+++ Excerpted records +++

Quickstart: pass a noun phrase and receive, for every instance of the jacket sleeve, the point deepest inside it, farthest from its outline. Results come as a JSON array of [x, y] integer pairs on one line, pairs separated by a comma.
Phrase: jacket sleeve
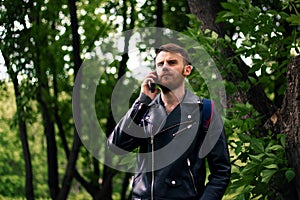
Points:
[[127, 133], [218, 161]]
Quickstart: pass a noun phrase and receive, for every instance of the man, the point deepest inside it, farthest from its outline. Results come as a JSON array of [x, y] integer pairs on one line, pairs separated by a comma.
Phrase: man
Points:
[[166, 126]]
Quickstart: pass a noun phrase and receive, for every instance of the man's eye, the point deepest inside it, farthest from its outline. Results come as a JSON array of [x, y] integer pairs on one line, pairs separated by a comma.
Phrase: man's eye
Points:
[[172, 62], [159, 64]]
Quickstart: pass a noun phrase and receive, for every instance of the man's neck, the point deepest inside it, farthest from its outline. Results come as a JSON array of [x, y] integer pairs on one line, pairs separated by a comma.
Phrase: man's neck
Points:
[[172, 98]]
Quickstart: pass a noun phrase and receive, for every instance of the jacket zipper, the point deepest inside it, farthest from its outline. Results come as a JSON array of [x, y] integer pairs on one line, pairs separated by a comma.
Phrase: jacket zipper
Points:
[[152, 164], [187, 127], [191, 174], [170, 127]]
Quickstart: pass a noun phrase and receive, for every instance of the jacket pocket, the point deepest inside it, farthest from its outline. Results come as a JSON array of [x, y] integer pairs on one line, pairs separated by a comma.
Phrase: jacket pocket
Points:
[[187, 126], [192, 175]]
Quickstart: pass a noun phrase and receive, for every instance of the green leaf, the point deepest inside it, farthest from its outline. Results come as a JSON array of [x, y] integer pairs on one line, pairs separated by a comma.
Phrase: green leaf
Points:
[[244, 137], [257, 145], [257, 157], [294, 19], [290, 174], [275, 148], [272, 166], [267, 175]]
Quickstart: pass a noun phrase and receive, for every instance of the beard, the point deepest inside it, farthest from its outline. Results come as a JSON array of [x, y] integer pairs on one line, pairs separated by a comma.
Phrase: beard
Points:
[[169, 81]]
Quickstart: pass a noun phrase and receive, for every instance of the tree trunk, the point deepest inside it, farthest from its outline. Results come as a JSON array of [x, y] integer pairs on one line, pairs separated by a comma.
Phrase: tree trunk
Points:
[[73, 156], [44, 99], [287, 120], [207, 11], [29, 191]]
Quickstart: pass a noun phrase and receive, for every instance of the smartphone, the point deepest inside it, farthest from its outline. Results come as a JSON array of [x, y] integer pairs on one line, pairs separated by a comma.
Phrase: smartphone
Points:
[[151, 85]]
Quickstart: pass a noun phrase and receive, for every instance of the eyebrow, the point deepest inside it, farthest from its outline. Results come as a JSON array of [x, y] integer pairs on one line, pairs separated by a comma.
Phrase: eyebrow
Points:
[[168, 60]]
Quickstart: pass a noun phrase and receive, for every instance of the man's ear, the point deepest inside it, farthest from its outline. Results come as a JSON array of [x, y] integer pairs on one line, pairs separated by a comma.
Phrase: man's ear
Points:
[[187, 70]]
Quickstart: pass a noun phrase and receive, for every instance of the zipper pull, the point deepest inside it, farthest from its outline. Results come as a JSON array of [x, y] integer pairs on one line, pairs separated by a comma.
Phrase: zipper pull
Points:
[[152, 139]]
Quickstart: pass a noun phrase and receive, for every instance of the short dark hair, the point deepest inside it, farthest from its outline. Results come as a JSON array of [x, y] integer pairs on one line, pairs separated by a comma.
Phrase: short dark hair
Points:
[[174, 48]]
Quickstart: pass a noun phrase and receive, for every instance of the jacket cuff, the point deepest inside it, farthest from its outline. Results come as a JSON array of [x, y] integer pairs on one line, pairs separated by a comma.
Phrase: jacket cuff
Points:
[[143, 98]]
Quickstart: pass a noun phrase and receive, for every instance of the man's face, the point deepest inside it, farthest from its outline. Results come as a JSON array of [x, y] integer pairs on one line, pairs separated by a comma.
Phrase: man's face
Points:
[[170, 68]]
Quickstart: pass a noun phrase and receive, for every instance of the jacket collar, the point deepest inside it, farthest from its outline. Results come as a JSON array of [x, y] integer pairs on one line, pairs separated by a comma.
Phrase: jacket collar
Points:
[[189, 98]]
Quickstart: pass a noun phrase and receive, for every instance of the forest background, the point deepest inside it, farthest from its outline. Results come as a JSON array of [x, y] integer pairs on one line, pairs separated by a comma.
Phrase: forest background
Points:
[[254, 44]]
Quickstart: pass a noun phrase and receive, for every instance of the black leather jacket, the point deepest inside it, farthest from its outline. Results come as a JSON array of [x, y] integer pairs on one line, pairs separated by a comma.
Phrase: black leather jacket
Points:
[[169, 165]]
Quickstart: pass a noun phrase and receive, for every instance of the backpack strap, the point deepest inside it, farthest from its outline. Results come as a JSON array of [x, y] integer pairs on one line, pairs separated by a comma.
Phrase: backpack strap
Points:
[[207, 113]]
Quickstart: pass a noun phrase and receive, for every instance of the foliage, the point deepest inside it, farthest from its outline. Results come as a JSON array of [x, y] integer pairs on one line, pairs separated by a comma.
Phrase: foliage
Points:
[[266, 41], [259, 164], [36, 40]]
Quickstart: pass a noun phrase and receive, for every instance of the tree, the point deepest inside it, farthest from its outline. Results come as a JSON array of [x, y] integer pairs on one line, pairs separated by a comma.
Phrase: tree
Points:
[[253, 21]]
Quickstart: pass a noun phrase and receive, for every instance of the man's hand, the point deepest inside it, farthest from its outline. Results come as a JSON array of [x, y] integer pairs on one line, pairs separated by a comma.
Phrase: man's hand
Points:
[[145, 88]]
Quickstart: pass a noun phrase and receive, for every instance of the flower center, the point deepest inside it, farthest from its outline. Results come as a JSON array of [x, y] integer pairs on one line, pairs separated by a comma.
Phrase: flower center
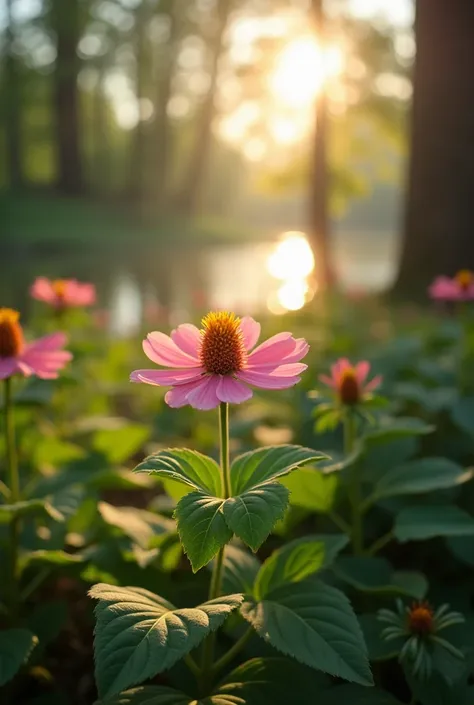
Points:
[[222, 345], [59, 288], [11, 334], [420, 618], [464, 278], [349, 387]]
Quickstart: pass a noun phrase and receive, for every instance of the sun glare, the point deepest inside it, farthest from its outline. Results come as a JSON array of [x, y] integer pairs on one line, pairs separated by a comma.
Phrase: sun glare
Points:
[[291, 262], [301, 69]]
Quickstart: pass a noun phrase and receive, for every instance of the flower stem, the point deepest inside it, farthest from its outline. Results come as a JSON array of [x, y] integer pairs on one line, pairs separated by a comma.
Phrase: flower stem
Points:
[[354, 487], [216, 579], [224, 446], [14, 497]]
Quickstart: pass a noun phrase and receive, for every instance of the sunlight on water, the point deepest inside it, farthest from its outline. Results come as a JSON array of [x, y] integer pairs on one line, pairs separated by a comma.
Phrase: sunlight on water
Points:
[[126, 307], [291, 262]]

+++

What this task involves.
Reproduce all of the data above word for word, line by line, leaving out the pictures.

Right answer.
Quickstart: pass a noun phrase and receive, for every instance of the jacket sleeve, the point deepest inside it, farthest from its outline. Results come as a JSON array of [x, y] integer pairs on one line, pairs separated by a comma.
Phrase: jacket sleeve
Points:
[[127, 133], [218, 161]]
Quickstart: pass a noun phrase and receive, for every instance of the man, the point deepest inside it, farthest from its outline. Results come as a JSON array of [x, y] integer pairs on one line, pairs separated by a comma.
Phrase: man
Points:
[[166, 126]]
Quickstart: pass a noun phrase and receive, for every instance of the man's eye, the point deepest inside it, farthest from its outline. Results come as a JSON array of [x, y] integer pairs on one line, pairs separated by a comma.
Phrase: man's eye
Points:
[[172, 62], [159, 64]]
Quickstart: pass a noun phrase and receive, for every instance of the man's neck, the point deepest inside it, farthest from its outline. Results come as a JSON array of [x, y] integer pairs on one line, pairs separated by a comma.
Phrase: man's neck
Points:
[[172, 98]]
Quickstart: pass a noun phrase and receive, for every instance of the jacket zipper, the point deepest inside it, farthest from its outline. Results come as a JSON array of [x, y] integer pairs on one line, pairs separated by a comma.
Phrase: jacket zipper
Points:
[[152, 164], [187, 127], [191, 174], [170, 127]]
Quickstart: pass a noun phrase and receive, for every instance of the jacket pocket, the point deepest inside it, farthest from its outline. Results come as a JSON array of [x, y] integer pairs on one line, pairs separated by a comma.
Phrase: jacket pocket
Points:
[[187, 126], [192, 175]]
Quickstart: pass a noun phrase and receive, for every instance of the green leaf, the point deepest inside it, farthest from its outline. Results come as a JSON array of [x, y] integer pairs on one line, pairs separated by a comma.
Phrase: green leaf
Points:
[[244, 137], [257, 145], [257, 157], [294, 19], [290, 174], [275, 148], [272, 166], [267, 175]]
Quickstart: pass a noun phrase and receive, for every instance of the beard, the point deepest inside it, farthest from its outline. Results come as a JSON array of [x, y] integer pairs on one line, pairs separated by a comma.
Phrase: beard
Points:
[[169, 81]]
Quickstart: pass a noun phrase and receive, for every instance of the tree trunk, the point deepest inside it, farthest from its outline. Results come as a JSON array of [x, y] integer pairs on one line, pairs separated by a comma.
Phrase: tree trunk
Points:
[[73, 156], [44, 99], [287, 120], [207, 11], [29, 191]]
Quickstart: pass a noun phrase and receive, for every instance of the smartphone, the point deepest inside it, farthest from its outline. Results come as a JSON array of [x, y] integer pairs on one line, pairs separated by a comma.
Phrase: smartphone
Points:
[[151, 85]]
Quickstart: pass a noun phrase and receive, for every instance of the eyebrow, the point deepest inside it, farthest from its outline. Results come as a JSON array of [x, y] integer pairs on one line, pairs separated by a comma.
Phrase: eyebrow
Points:
[[168, 60]]
Quickstart: pass a noun phrase and receive, for every instance of the man's ear, the point deepest inside it, farthest from its outline. Results come as a JSON array of [x, y] integer pairs on one line, pairs separated by a comma.
Phrase: man's ear
Points:
[[187, 70]]
Quickstart: pass a noun phrase and receive, for every instance of the zipper pull, the point deepest inside it, farthest from its outline. Results come as a JSON array of [x, y] integer pairs on one line, pairs separated by a comma.
Phrase: zipper pull
Points:
[[152, 139]]
Quickstart: pass a noun phrase and receive, for every instance of the short dark hair, the point deepest inside it, farthest from its outline. Results come as a JSON array of [x, y] integer pairs on one line, pairs separated by a comma.
Phrase: short dark hair
Points:
[[174, 48]]
Quickstart: pass a noun phrase and receive, for every instance of the jacket cuff, the point deepest inside it, farthest from its outline. Results come as a JSON array of [x, y] integer pairs on one line, pairs separated by a comma.
Phrase: jacket cuff
Points:
[[143, 98]]
Quickstart: pass a noun phrase and receive, for every instance of the man's face, the point deepest inside it, farthest from its outline. Results come as a JSON array of [x, y] integer pairs on one line, pairs separated by a comma.
Phrase: man's face
Points:
[[170, 68]]
Quickstart: pass a noun phrase and receive, for every instance of the jacket collar, the point deepest inside it, farthest from its outline. Results come as a JSON array of [x, y] integer pairs on one line, pairs separated by a comma.
Phrase: jacket collar
Points:
[[189, 98]]
Quickstart: pass a noun phrase and receive, for every instance of the forest background, the point deepest inside it, farthest from its outline. Results come as a JSON array of [x, y] integer pairs on one line, pairs separated by a comma.
Phrase: forest background
Points:
[[254, 44]]
Quickstart: pass a noun phrase and receive, for every instance of the black leather jacket, the point deepest inside it, farthest from its outline. Results come as a JSON array of [x, y] integer pairs on one line, pairs separated by a comma.
Phrase: black leather jacket
Points:
[[169, 165]]
Quickstart: pass a noun phrase and receive, for every instance of the backpack strap, the point deepest inside it, farthest from its outline. Results come as a JSON array of [x, y] integer pairs on one line, pairs separated by a comma.
Phrase: backpack strap
Points:
[[207, 113]]
Quickstart: pass a noun phrase and receive, for every instance of the foliage, the point deepest inside it, farthest from its outline. Results come as a JSON array of [x, y] integer pairs on one line, pairs separated by a comma.
Phrase: foliage
Points:
[[266, 41], [259, 164], [36, 40]]
Quickstart: pass a noun phrase and receive, for every instance of the tree, the point deepest inside it, farthest from its outline. Results come as a JSON array of [x, y] integer pairs on one line, pairs separated by a comma.
Phrase: tree
Points:
[[253, 21]]
Quickstart: pass a noun phrase and receive, for every instance of the man's hand, the point deepest inside it, farthest from its outline. Results come as a JSON array of [x, y] integer pairs on one line, pairs separated by a comma.
Phrase: man's hand
Points:
[[145, 88]]
Quickstart: pass a noun phrase and receive, for every instance of the flower center, the point deepest inside it, farthest from its outline. Results come as a JSON array of [x, y] integer pairs on one line, pairs separated by a comma.
Phrase: flower center
Points:
[[222, 345], [59, 288], [11, 334], [420, 618], [464, 278], [349, 387]]
Quickstart: pass a noun phrase and receive, for every instance of the sun glare, the point deepest inside it, farthest from its outline. Results come as a JSON array of [x, y] integer pairs on one line, pairs separated by a comma.
Phrase: sun glare
Points:
[[291, 262], [301, 69]]
Quickstart: pass a noun phrase and receive, for every instance of the flower stem, the point deepest inside it, farthest from its outline. Results come as a JSON array of [x, y] integer pairs on one line, pairs separated by a comma.
Phrase: flower stem
Points:
[[354, 487], [216, 579], [224, 446], [14, 497]]
Quickstart: pass a noun phrase and receive, for every instance of the sunlight on water, the point deepest inside it, farthest from its outline. Results come as a JSON array of [x, y] integer pairs on one line, pairs separated by a comma.
Phrase: sunlight on water
Points:
[[126, 307], [291, 262]]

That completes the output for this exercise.